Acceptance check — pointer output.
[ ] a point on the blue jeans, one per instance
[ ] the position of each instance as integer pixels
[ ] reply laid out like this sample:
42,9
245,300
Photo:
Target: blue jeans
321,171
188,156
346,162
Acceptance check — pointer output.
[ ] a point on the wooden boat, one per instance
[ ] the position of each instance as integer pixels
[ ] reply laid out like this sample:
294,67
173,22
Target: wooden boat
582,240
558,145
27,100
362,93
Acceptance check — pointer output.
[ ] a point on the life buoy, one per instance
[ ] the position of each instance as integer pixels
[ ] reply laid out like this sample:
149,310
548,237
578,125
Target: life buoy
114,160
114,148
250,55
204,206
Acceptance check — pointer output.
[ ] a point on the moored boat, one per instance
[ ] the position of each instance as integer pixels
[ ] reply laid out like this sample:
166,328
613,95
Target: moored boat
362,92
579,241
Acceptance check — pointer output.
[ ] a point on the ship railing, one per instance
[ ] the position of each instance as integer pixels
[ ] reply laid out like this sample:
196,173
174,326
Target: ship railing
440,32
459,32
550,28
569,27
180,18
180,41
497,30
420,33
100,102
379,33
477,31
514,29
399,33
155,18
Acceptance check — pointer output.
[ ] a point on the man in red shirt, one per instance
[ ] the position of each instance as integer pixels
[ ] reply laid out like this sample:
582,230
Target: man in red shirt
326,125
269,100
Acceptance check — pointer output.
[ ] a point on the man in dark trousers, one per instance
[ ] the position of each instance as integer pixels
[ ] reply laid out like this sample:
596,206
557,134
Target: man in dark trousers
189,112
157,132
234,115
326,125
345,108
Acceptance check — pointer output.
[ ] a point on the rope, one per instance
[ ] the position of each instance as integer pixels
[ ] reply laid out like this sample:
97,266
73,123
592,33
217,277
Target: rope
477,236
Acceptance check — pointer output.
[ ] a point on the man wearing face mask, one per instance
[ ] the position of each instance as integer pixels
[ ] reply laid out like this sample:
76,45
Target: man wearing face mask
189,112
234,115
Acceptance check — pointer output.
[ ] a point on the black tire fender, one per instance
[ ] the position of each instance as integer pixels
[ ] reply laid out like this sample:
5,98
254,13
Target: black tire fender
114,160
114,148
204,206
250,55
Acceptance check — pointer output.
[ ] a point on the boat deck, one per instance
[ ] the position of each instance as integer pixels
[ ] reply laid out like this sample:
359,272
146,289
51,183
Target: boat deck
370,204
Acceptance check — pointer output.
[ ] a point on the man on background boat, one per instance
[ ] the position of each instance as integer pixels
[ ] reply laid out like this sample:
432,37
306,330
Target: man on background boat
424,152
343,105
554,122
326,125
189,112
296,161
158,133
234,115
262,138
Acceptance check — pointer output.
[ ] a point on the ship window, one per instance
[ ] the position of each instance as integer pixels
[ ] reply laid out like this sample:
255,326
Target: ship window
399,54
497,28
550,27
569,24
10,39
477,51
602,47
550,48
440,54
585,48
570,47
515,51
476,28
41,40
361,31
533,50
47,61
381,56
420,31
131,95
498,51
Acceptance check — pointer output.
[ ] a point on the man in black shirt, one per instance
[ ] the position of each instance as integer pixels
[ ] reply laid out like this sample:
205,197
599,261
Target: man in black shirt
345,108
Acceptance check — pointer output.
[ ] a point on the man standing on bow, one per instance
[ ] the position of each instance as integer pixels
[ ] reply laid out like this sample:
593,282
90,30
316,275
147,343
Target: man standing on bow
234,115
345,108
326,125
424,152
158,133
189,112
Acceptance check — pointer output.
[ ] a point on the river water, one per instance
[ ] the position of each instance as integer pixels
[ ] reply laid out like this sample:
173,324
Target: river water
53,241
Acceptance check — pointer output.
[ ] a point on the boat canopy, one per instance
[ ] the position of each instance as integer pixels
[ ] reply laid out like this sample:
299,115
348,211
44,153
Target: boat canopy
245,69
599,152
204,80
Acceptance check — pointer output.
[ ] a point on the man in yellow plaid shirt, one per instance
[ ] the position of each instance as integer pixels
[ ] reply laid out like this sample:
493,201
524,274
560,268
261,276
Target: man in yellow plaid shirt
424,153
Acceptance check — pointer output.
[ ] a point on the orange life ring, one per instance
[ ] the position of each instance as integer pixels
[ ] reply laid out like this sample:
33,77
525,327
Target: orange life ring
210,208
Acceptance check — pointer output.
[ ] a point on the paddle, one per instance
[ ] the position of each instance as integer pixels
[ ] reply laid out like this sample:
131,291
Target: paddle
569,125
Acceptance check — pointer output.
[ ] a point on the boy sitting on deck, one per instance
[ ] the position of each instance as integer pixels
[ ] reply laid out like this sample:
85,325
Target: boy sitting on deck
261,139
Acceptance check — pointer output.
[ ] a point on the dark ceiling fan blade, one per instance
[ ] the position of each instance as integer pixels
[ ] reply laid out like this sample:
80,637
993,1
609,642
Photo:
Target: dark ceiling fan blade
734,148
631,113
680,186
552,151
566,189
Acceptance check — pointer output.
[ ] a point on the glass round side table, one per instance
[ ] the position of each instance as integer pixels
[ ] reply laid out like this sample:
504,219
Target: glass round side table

==*==

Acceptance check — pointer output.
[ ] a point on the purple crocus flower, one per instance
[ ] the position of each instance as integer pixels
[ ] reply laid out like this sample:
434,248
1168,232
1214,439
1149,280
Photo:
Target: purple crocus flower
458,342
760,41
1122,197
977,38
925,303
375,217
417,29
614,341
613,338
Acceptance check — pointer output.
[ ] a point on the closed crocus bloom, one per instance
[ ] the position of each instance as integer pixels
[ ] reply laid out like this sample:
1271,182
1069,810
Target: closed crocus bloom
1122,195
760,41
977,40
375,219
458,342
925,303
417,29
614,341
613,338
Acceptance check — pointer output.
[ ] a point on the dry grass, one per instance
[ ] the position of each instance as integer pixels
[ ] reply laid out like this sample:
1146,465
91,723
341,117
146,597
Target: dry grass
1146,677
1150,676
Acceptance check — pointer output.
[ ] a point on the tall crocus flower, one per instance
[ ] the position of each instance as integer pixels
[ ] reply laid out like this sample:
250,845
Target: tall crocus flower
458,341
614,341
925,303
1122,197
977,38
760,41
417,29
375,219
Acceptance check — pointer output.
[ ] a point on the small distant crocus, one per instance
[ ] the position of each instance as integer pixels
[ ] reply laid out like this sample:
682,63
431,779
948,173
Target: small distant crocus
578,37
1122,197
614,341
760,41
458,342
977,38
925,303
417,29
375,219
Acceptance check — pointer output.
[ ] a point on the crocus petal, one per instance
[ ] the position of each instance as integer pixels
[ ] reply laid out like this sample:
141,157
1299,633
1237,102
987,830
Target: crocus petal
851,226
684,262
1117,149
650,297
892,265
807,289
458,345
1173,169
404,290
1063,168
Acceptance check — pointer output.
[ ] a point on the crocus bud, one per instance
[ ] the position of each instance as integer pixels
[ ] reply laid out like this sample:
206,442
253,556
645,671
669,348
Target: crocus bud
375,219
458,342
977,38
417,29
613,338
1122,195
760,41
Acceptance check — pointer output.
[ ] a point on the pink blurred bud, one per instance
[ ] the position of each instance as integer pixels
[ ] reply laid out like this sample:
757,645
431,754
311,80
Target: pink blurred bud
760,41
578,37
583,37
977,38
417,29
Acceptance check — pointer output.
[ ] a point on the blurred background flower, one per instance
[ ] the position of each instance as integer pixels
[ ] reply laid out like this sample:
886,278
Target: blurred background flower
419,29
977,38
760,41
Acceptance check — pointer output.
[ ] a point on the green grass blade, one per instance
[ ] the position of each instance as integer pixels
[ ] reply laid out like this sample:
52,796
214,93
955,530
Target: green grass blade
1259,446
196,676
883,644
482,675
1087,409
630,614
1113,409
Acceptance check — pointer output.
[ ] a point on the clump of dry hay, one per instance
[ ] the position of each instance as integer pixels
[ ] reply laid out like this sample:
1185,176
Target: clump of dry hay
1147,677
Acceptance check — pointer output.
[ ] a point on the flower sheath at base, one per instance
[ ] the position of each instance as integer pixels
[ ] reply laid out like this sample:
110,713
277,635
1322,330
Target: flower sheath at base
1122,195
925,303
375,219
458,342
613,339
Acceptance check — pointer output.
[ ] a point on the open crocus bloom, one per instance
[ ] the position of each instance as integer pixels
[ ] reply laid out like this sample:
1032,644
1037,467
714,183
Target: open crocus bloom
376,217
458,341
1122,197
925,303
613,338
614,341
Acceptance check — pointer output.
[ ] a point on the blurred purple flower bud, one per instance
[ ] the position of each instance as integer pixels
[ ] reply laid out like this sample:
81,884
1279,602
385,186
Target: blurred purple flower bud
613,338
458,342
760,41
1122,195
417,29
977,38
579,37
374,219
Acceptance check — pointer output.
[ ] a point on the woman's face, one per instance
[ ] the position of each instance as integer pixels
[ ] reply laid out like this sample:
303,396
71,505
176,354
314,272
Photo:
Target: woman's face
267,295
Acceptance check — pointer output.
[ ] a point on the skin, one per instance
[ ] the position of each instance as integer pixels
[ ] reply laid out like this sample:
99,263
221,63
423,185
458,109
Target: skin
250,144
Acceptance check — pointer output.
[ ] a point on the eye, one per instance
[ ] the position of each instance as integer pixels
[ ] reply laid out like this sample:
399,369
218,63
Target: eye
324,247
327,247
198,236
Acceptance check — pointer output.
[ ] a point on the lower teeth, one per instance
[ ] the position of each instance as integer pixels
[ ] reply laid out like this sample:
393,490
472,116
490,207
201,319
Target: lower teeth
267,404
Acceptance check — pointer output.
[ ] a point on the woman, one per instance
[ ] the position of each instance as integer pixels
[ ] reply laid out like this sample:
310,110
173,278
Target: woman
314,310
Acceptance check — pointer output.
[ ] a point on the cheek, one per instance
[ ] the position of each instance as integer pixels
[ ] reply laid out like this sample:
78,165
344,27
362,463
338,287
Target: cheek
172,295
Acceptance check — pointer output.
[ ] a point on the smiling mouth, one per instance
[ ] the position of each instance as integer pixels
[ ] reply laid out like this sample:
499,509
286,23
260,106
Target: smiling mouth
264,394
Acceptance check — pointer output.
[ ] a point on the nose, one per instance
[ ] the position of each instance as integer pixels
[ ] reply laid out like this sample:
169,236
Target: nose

==*==

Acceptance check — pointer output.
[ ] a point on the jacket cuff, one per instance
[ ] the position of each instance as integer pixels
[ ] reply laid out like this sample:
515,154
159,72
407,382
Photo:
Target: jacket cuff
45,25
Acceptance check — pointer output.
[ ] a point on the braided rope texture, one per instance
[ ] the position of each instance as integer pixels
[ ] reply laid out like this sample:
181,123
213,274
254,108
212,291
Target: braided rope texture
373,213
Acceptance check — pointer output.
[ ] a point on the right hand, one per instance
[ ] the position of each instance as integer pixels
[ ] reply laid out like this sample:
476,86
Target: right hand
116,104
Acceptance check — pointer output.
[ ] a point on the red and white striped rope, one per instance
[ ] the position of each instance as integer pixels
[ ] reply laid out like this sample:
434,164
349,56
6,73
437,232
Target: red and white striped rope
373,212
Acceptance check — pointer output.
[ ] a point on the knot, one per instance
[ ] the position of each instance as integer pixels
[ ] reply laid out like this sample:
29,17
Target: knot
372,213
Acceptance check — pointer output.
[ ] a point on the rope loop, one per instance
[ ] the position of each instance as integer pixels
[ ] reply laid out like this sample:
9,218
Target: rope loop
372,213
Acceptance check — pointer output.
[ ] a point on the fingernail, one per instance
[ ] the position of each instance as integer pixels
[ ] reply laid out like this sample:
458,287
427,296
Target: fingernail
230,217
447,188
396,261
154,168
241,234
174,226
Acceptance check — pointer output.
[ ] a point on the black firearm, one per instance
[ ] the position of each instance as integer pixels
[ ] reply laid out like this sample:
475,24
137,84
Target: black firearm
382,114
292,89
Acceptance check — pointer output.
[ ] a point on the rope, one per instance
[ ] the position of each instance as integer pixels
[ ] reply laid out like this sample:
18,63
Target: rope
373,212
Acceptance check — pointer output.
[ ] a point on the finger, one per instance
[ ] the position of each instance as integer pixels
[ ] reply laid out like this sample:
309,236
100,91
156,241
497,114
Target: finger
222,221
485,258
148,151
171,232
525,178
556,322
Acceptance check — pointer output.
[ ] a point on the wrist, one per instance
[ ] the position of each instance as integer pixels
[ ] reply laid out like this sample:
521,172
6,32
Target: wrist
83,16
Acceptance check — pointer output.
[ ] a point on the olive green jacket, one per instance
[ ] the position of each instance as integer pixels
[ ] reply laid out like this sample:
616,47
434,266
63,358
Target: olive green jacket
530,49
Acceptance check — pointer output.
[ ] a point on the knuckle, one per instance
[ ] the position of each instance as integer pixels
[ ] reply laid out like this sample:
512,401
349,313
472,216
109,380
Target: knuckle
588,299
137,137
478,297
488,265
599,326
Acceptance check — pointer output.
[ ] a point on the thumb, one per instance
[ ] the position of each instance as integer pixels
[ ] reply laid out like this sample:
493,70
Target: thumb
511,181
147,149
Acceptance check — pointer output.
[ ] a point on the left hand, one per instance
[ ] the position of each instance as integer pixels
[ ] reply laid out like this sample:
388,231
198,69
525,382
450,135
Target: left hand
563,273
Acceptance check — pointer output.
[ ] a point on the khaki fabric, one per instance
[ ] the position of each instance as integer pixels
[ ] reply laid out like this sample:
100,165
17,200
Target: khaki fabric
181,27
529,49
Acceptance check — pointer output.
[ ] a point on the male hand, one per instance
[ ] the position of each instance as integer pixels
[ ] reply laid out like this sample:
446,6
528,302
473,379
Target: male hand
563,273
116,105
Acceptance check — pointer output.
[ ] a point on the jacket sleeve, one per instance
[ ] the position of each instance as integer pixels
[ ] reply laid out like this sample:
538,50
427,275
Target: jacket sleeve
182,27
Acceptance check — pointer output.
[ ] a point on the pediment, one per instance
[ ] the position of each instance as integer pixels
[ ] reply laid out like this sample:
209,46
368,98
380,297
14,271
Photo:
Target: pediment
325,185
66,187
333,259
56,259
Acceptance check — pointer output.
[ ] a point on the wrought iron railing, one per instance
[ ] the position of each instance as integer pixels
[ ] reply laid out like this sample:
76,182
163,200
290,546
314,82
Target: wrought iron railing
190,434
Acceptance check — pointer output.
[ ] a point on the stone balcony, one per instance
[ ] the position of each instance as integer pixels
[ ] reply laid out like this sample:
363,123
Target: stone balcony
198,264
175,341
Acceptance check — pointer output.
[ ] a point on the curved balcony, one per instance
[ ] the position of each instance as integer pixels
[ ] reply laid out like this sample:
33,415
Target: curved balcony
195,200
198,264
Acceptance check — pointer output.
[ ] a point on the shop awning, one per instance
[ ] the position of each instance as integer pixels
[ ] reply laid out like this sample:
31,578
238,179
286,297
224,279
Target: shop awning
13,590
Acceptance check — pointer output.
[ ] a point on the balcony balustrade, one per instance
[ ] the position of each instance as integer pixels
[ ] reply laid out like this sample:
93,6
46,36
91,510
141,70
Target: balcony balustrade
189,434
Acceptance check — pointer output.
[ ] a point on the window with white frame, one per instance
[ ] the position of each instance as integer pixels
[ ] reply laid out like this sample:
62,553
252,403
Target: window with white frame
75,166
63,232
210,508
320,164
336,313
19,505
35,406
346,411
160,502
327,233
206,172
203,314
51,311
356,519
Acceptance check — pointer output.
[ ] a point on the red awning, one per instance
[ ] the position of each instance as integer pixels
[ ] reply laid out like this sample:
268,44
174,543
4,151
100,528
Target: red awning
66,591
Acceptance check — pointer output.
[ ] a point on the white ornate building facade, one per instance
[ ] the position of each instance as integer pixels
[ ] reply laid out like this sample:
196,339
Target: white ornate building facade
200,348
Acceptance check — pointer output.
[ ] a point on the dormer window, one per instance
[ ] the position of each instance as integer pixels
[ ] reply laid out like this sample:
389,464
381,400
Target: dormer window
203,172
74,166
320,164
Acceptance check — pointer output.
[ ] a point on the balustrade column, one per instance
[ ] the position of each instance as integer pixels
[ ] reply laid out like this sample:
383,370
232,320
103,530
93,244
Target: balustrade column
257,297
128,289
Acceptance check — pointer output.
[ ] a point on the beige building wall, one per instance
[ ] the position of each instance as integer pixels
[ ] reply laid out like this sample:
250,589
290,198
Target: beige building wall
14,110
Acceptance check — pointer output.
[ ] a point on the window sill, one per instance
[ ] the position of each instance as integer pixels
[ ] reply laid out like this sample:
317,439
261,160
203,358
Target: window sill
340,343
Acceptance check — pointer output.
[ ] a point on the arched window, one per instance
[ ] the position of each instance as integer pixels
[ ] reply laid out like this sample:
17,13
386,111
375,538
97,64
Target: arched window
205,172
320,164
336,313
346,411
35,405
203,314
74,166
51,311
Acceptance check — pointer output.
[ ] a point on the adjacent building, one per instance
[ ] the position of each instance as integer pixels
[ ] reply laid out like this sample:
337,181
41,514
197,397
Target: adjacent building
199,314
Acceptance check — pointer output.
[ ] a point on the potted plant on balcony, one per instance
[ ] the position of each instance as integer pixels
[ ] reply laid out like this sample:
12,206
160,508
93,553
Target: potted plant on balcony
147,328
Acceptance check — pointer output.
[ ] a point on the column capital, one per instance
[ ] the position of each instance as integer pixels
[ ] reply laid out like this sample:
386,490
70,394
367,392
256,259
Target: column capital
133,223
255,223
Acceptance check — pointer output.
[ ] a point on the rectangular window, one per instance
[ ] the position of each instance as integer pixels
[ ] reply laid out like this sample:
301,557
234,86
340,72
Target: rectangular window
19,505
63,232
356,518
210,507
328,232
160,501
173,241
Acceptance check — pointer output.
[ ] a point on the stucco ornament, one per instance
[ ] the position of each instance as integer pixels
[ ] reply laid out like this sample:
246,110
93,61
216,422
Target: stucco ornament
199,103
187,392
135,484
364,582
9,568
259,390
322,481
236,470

==*==

STATED PROBLEM -
Please pull out every line of the listing above that contains the word "pediment". Case counts.

EXERCISE RESPONSE -
[ ] a point on the pediment, one per instance
Target: pediment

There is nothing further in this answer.